### Material shown
....................

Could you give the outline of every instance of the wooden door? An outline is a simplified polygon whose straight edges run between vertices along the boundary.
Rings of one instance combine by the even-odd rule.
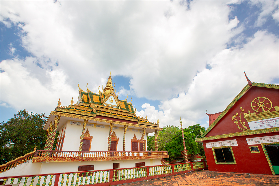
[[[90,146],[90,140],[83,140],[82,142],[82,151],[89,151]]]
[[[137,143],[136,142],[132,142],[132,151],[137,151]]]
[[[143,151],[143,143],[140,143],[140,151],[141,152]]]
[[[119,168],[119,163],[113,163],[113,169],[118,169]],[[116,179],[117,178],[117,174],[118,173],[118,171],[116,170],[114,172],[114,175],[115,175]]]
[[[110,142],[110,151],[116,152],[116,142],[112,141]],[[114,156],[115,155],[114,153],[112,153],[111,155]]]

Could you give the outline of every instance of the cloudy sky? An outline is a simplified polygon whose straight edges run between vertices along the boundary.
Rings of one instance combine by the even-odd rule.
[[[160,126],[208,127],[247,84],[278,84],[272,1],[1,1],[1,121],[47,116],[111,70],[119,98]]]

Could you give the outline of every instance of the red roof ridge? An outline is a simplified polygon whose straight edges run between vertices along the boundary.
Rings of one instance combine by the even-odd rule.
[[[208,116],[209,118],[209,126],[210,126],[212,124],[215,120],[221,114],[221,113],[223,112],[220,112],[215,113],[215,114],[209,114],[207,113],[207,110],[205,110],[205,113]]]

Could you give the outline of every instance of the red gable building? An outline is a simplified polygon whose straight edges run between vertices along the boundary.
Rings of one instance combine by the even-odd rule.
[[[247,84],[201,131],[209,171],[278,174],[278,85]]]

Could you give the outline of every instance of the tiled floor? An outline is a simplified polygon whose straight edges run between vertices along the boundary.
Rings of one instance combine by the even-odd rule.
[[[149,180],[122,185],[278,185],[278,175],[209,171]]]

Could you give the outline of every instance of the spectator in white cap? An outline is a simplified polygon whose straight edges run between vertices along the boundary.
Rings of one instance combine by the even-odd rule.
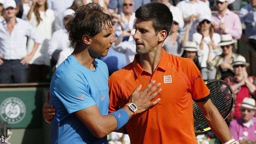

....................

### Required task
Copy out each line of the material above that contains the word "outline". Case counts.

### Solved problem
Could you give the outline of every instance of the wooden door? An outline is a simplified polygon whose straight edges run between vertices along the boundary.
Could you give the outline of every instance of the cloudy sky? An outline is a simplified polygon whose straight edges run between vertices along the boundary.
Could you give the outline of every instance of the red roof ridge? An outline is a simplified polygon whose straight edges run between vertices along the boundary.
Could you give the outline of every instance of the red gable building? An outline is a simplified polygon whose straight edges run between vertices along the boundary.
Could you give the outline of every instance of the tiled floor? An outline is a simplified polygon whose straight edges run between vertices along the boundary.
Could you give the outline of every instance of the spectator in white cap? An outline is a simplified polygon whose straight edges run between vertices along the boundary.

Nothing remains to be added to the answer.